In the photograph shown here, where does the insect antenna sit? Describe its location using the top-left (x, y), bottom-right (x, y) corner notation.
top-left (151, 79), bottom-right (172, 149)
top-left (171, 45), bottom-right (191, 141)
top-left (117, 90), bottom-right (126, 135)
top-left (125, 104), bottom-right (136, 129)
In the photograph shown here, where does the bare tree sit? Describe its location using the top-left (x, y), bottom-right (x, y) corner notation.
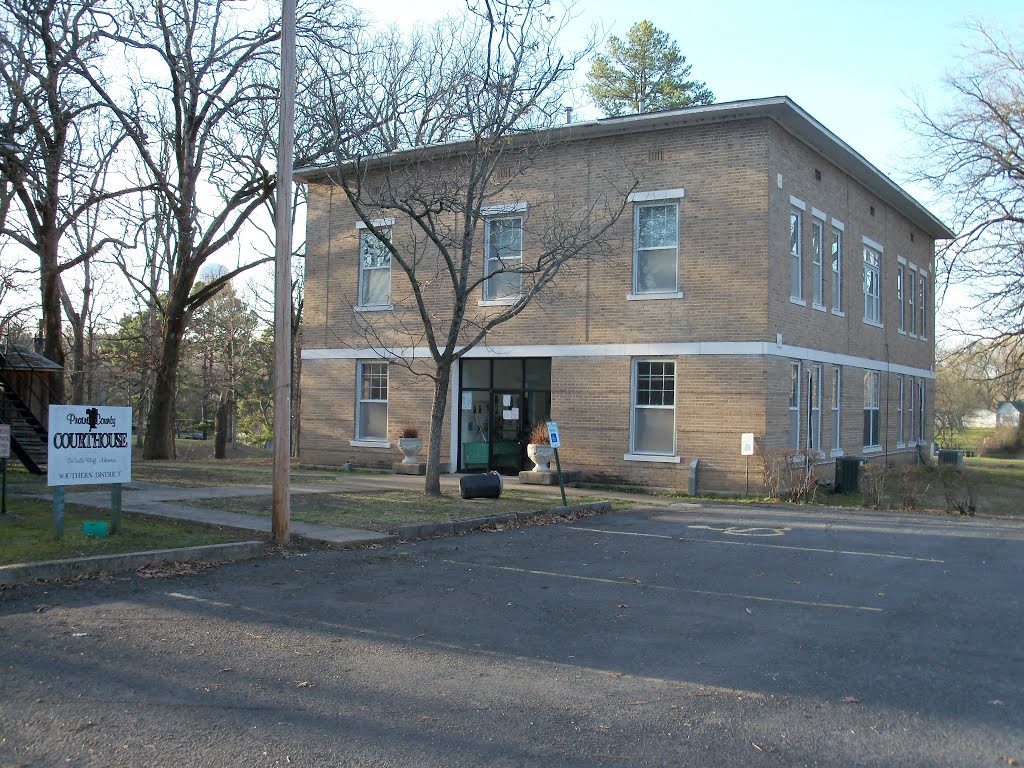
top-left (910, 24), bottom-right (1024, 354)
top-left (0, 0), bottom-right (133, 401)
top-left (309, 0), bottom-right (629, 496)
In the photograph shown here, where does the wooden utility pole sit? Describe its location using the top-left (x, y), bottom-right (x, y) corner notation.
top-left (271, 0), bottom-right (296, 544)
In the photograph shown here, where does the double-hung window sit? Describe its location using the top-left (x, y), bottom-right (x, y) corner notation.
top-left (896, 264), bottom-right (906, 333)
top-left (833, 366), bottom-right (843, 452)
top-left (790, 362), bottom-right (800, 451)
top-left (811, 215), bottom-right (825, 309)
top-left (807, 365), bottom-right (821, 451)
top-left (633, 203), bottom-right (679, 295)
top-left (630, 360), bottom-right (676, 456)
top-left (790, 208), bottom-right (804, 302)
top-left (896, 374), bottom-right (906, 447)
top-left (359, 227), bottom-right (391, 307)
top-left (831, 224), bottom-right (843, 314)
top-left (483, 216), bottom-right (522, 301)
top-left (864, 371), bottom-right (882, 449)
top-left (355, 361), bottom-right (388, 442)
top-left (864, 243), bottom-right (882, 326)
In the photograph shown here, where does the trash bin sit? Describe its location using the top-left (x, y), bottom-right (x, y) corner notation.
top-left (835, 456), bottom-right (864, 494)
top-left (459, 472), bottom-right (502, 499)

_WHAT THIS TASK INVOLVES_.
Rewrite all the rows above, changing "photograph" to "image" wherever it occurs and keeping everything else the same. Leave the pictures out.

_SOLUTION TO THIS PROBLEM_.
In the image shown here, where does the insect antenna sit? Describe its location using the top-left (x, y), bottom-right (x, y) corner notation.
top-left (151, 79), bottom-right (172, 149)
top-left (171, 45), bottom-right (191, 141)
top-left (117, 90), bottom-right (126, 135)
top-left (125, 104), bottom-right (136, 129)
In the image shown here, where does the bare tree sit? Describe its location using the top-left (x, y), bottom-right (x, y) corner notation.
top-left (910, 24), bottom-right (1024, 354)
top-left (0, 0), bottom-right (133, 401)
top-left (309, 0), bottom-right (629, 496)
In the image shown here, where does the wooden utility pole sit? Describe its location using the top-left (x, y), bottom-right (x, y) corner notation.
top-left (271, 0), bottom-right (296, 544)
In the image shown here, where does the double-hung window sit? Describe its location using the top-left (x, y), bottom-right (x, y) corner notation.
top-left (896, 264), bottom-right (906, 333)
top-left (833, 366), bottom-right (843, 452)
top-left (790, 362), bottom-right (800, 451)
top-left (811, 215), bottom-right (825, 309)
top-left (807, 365), bottom-right (821, 451)
top-left (633, 203), bottom-right (679, 295)
top-left (630, 360), bottom-right (676, 456)
top-left (790, 208), bottom-right (804, 302)
top-left (896, 374), bottom-right (906, 447)
top-left (359, 227), bottom-right (391, 307)
top-left (831, 224), bottom-right (843, 314)
top-left (483, 216), bottom-right (522, 301)
top-left (864, 371), bottom-right (882, 449)
top-left (355, 361), bottom-right (388, 442)
top-left (864, 243), bottom-right (882, 326)
In the image shown here, where does the trash bin sit? Describe its location using the top-left (x, y), bottom-right (x, y) corner notation.
top-left (835, 456), bottom-right (864, 494)
top-left (459, 472), bottom-right (502, 499)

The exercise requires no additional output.